::: PROVIDED PASSAGE :::
Windows Server: Configuring the Windows Time Service

February 5th, 2009 No comments

The Microsoft Windows Server 2003 Windows Time service, also known as W32Time, synchronizes the date and time for all computers running on a Windows Server 2003 network. Time synchronization is critical for the proper operation of many Windows services and line-of-business applications. The Windows Time service uses the Network Time Protocol (NTP) to synchronize computer clocks on the network so that an accurate clock value, or time stamp, can be assigned to network validation and resource access requests. The service integrates NTP and time providers, making it a reliable and scalable time service for enterprise administrators.

A domain controller that is configured to be a reliable time source is identified as the root of the Windows Time service. The root of the Windows Time service is the authoritative server for the domain and typically is configured to retrieve time from an external NTP server or hardware device. A time server can be configured as a reliable time source to optimize how time is transferred throughout the domain hierarchy. If a domain controller is configured to be a reliable time source, the Net Logon service announces that domain controller as a reliable time source when it logs on to the network. When other domain controllers look for a time source to synchronize with, they select a reliable source first, if one is available.
::: EXERCISE MATERIALS :::
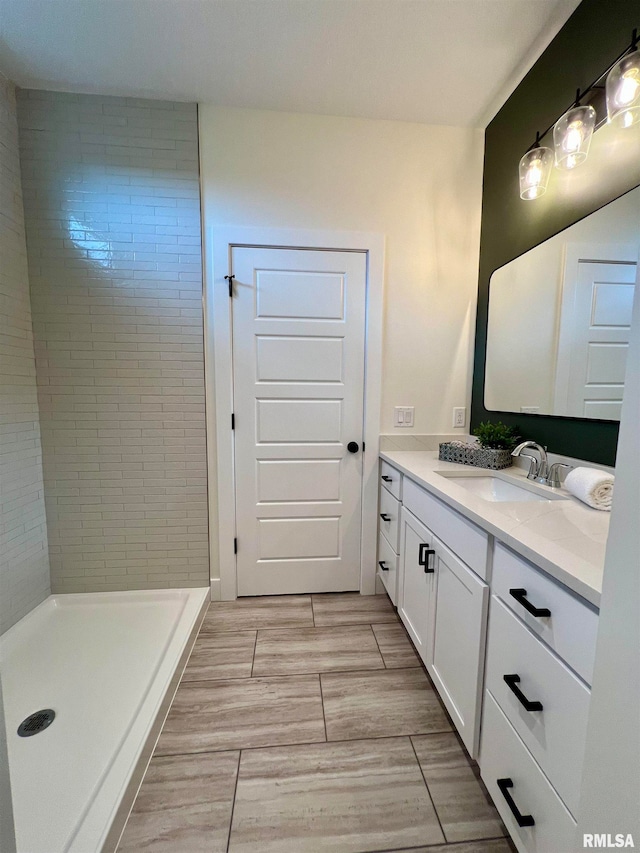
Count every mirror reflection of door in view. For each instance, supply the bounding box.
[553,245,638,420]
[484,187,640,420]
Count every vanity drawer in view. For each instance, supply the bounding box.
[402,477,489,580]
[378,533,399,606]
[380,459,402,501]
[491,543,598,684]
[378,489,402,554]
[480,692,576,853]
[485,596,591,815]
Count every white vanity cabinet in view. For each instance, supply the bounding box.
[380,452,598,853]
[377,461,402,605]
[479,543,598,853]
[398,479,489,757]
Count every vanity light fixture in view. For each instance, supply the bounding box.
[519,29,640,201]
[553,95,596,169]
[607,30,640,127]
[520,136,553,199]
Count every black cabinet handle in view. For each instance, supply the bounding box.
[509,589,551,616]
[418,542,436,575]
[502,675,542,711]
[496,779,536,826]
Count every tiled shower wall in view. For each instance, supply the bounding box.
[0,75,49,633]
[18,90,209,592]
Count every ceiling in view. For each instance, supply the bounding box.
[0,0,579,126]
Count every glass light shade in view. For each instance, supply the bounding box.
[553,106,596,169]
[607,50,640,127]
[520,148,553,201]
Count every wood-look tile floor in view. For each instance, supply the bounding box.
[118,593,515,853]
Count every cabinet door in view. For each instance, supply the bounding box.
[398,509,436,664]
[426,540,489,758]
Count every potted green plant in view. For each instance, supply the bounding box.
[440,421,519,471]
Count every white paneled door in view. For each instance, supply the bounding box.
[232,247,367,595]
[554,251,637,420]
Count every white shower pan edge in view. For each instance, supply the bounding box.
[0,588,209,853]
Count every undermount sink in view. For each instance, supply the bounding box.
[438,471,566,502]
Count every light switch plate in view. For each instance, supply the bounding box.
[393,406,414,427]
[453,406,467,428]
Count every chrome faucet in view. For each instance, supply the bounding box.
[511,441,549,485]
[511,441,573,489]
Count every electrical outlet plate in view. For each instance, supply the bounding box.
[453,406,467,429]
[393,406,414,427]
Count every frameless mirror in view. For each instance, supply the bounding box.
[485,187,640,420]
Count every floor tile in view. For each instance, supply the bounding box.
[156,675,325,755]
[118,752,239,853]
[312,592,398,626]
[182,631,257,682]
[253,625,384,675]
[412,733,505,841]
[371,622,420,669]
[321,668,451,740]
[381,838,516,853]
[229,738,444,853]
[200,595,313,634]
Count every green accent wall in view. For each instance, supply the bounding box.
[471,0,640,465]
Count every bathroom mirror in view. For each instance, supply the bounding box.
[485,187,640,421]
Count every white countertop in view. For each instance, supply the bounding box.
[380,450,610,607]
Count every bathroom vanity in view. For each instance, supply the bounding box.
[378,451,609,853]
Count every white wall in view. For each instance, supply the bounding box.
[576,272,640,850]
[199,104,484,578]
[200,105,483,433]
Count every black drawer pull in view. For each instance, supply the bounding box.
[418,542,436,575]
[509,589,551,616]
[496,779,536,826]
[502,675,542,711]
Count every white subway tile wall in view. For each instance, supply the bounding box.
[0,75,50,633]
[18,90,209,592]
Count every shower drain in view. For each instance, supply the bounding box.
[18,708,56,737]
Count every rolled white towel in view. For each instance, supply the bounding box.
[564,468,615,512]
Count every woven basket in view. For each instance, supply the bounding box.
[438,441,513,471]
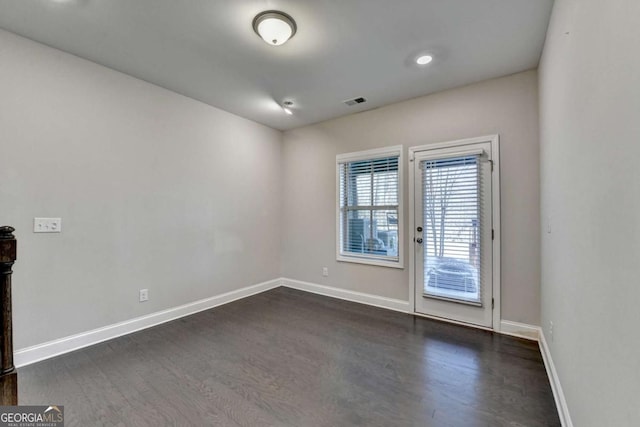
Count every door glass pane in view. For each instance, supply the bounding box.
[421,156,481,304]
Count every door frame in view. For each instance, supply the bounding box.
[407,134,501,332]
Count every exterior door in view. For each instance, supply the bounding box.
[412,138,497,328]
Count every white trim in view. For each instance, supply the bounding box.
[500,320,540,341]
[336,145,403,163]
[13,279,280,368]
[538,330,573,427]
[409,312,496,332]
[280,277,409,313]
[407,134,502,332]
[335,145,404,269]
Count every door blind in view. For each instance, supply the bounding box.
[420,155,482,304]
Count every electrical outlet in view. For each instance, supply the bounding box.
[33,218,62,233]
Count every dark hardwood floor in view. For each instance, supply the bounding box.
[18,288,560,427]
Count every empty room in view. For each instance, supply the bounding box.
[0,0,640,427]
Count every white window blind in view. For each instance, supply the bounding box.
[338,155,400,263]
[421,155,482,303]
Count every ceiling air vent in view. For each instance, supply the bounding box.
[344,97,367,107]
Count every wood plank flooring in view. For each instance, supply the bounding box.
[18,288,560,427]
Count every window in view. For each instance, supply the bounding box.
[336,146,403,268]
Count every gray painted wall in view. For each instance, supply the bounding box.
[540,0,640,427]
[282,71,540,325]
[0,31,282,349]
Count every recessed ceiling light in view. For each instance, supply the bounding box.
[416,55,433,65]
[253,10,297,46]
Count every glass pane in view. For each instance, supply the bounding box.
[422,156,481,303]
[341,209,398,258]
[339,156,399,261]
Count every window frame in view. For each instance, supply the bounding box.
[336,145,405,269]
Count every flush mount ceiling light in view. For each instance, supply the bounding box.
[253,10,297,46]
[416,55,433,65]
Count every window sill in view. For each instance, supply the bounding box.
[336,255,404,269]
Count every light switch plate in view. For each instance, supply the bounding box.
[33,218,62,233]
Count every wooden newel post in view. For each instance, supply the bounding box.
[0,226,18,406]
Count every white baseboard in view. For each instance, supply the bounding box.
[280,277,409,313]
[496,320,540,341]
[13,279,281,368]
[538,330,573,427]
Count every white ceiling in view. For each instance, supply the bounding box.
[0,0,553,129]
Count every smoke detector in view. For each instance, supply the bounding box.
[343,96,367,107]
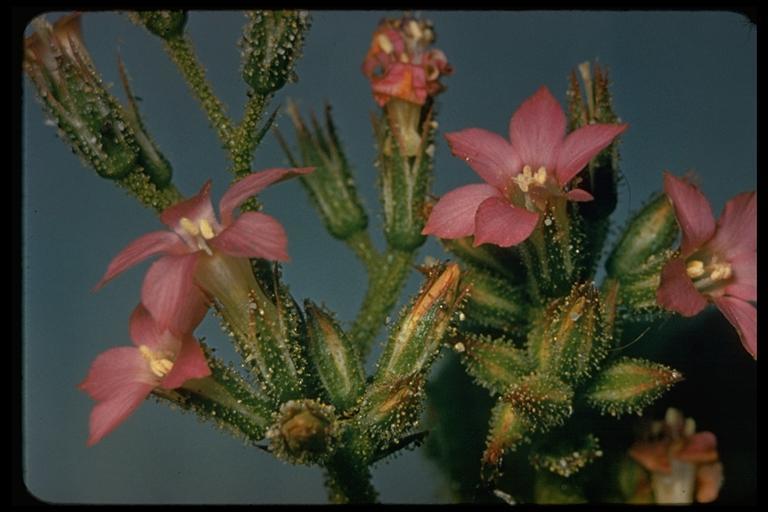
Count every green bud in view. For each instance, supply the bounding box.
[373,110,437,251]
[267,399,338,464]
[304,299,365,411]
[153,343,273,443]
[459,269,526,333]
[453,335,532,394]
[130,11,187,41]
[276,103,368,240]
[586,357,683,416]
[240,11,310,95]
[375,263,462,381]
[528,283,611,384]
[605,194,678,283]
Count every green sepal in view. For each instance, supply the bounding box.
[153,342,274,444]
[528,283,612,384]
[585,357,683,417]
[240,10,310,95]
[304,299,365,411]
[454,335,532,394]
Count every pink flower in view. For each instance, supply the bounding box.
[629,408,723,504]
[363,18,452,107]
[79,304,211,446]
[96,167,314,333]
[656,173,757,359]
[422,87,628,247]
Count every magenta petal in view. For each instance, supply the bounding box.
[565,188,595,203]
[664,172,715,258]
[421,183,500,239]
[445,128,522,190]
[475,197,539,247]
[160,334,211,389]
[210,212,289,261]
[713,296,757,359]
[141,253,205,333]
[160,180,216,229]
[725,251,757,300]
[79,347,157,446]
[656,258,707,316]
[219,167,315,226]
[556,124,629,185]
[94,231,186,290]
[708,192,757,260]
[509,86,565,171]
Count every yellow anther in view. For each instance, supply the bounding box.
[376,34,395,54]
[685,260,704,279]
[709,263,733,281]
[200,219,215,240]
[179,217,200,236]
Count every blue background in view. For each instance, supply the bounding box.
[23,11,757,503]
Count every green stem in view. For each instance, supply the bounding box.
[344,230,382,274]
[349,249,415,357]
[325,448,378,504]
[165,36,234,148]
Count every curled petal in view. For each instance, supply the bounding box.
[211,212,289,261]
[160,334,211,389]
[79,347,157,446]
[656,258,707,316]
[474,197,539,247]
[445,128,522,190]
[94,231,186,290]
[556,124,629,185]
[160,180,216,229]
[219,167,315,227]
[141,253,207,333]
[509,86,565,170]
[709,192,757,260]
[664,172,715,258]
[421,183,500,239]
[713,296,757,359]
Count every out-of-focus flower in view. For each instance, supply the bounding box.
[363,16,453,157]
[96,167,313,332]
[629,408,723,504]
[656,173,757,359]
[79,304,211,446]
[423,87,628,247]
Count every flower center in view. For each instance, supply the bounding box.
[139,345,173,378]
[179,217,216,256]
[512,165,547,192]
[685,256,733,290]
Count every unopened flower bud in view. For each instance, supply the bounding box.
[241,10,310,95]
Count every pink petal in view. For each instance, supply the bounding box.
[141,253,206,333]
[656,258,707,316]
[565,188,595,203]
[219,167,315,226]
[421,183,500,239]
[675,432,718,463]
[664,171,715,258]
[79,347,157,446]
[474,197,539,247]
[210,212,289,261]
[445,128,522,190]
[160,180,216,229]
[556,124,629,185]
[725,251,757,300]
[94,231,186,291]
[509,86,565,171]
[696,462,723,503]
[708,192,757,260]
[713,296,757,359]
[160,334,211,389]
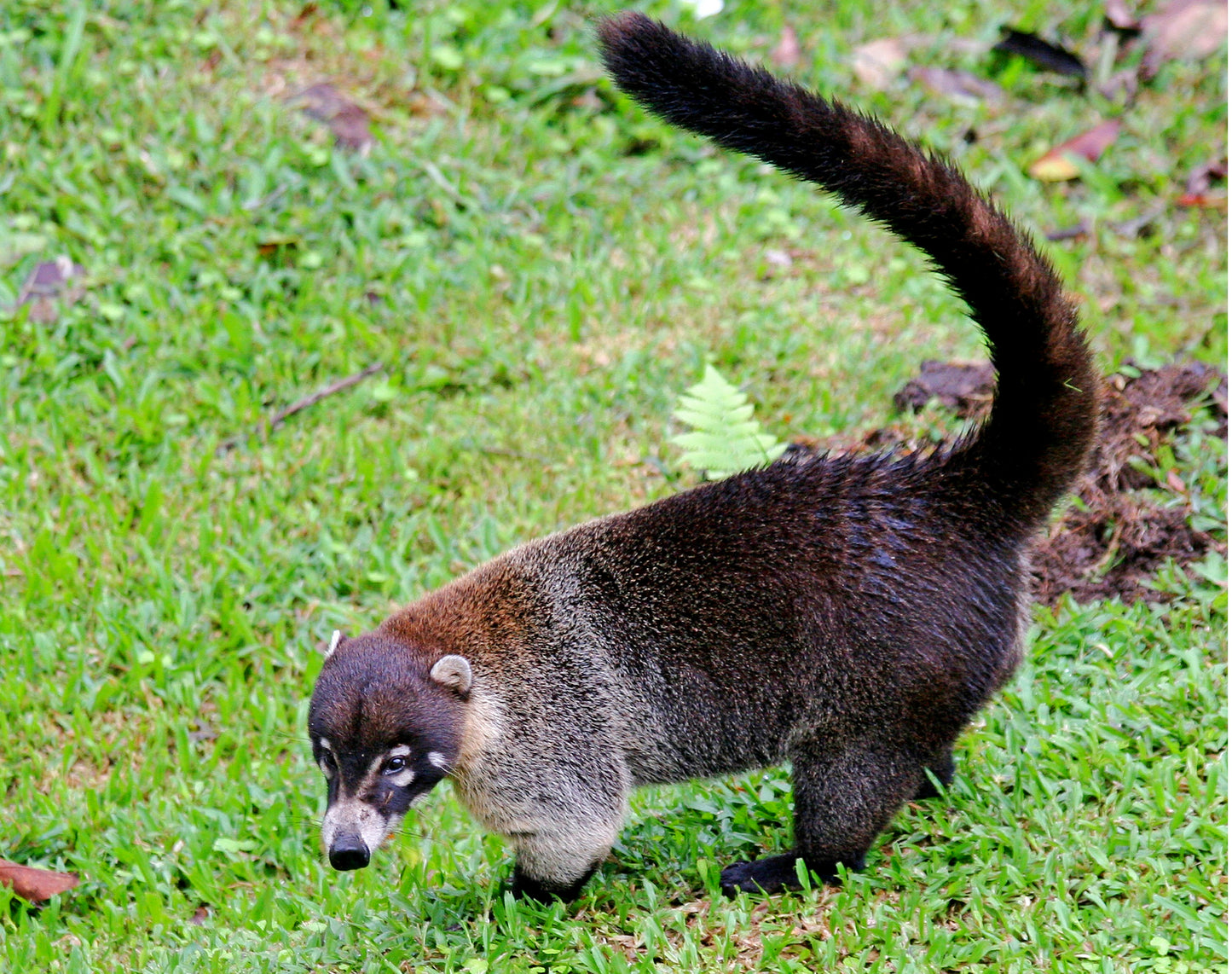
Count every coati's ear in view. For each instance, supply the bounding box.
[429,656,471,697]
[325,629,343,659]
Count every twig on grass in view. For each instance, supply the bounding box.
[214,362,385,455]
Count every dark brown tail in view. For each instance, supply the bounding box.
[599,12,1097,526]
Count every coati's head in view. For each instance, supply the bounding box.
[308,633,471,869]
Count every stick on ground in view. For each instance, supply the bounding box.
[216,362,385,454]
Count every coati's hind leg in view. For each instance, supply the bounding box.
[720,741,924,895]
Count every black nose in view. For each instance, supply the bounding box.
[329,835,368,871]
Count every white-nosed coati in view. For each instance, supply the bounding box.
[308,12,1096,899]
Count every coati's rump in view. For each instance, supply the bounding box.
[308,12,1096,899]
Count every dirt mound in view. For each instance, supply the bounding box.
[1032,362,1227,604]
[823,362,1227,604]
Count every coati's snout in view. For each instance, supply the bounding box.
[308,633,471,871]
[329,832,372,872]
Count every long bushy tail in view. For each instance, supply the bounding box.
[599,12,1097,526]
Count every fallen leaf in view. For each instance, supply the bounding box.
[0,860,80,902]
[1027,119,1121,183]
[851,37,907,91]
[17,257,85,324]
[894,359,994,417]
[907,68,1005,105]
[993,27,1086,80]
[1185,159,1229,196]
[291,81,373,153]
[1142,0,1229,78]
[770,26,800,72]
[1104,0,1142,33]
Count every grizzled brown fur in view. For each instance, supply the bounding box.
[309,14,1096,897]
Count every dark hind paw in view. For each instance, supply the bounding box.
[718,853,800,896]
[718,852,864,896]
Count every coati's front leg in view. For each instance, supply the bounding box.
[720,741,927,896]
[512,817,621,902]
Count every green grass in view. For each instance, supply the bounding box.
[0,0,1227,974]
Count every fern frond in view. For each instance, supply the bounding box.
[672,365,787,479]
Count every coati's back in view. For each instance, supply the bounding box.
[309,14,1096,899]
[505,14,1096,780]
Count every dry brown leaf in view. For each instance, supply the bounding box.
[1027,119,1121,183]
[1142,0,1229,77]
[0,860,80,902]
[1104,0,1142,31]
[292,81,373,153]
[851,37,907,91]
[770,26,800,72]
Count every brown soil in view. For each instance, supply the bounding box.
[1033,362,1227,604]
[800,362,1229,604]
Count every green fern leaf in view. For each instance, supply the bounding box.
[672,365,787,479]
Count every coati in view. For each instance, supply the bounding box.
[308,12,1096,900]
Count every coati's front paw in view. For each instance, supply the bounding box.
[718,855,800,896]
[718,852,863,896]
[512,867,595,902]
:::
INSTRUCTIONS »
a: Swap "coati" for "raccoon" in the records, starting with the line containing "Count every fern" and going on through the end of the records, and return only those lines with everything else unchanged.
b: Extend the passage about the Windows Time service by continuing it from the point where it stops.

RESPONSES FOR EACH TASK »
a:
Count every fern frond in view. For each instance, supply the bounding box.
[672,365,787,479]
Count every raccoon's back in view. For each instance, supply the bounding box.
[309,14,1096,899]
[505,14,1096,780]
Count every dry brown leaf in view. For each instance, supply the bounding box.
[1027,119,1121,183]
[1142,0,1229,77]
[0,860,80,902]
[1104,0,1142,31]
[292,81,373,153]
[851,37,907,91]
[770,26,800,72]
Count every brown soil in view. For each instance, supply the bounding box.
[1033,362,1227,604]
[800,362,1229,604]
Count every green fern leaf in view. For each instance, supply the bounding box.
[672,365,787,479]
Count every raccoon in view. For each instance, supply the bounding box.
[308,12,1096,900]
Count every raccoon's front paw in view. For each instance, supply the bounding box.
[718,855,800,896]
[718,852,863,896]
[512,867,595,902]

b:
If the computers belong to an Active Directory domain, the Windows Time service configures itself automatically by using the Windows Time service that is available on domain controllers. The Windows Time service configures a domain controller in its domain as a reliable time source and synchronizes itself periodically with this source.

This describes how to synchronize the authoritative time server in a Windows Server 2003-based Active Directory by configuring the Windows Time Service.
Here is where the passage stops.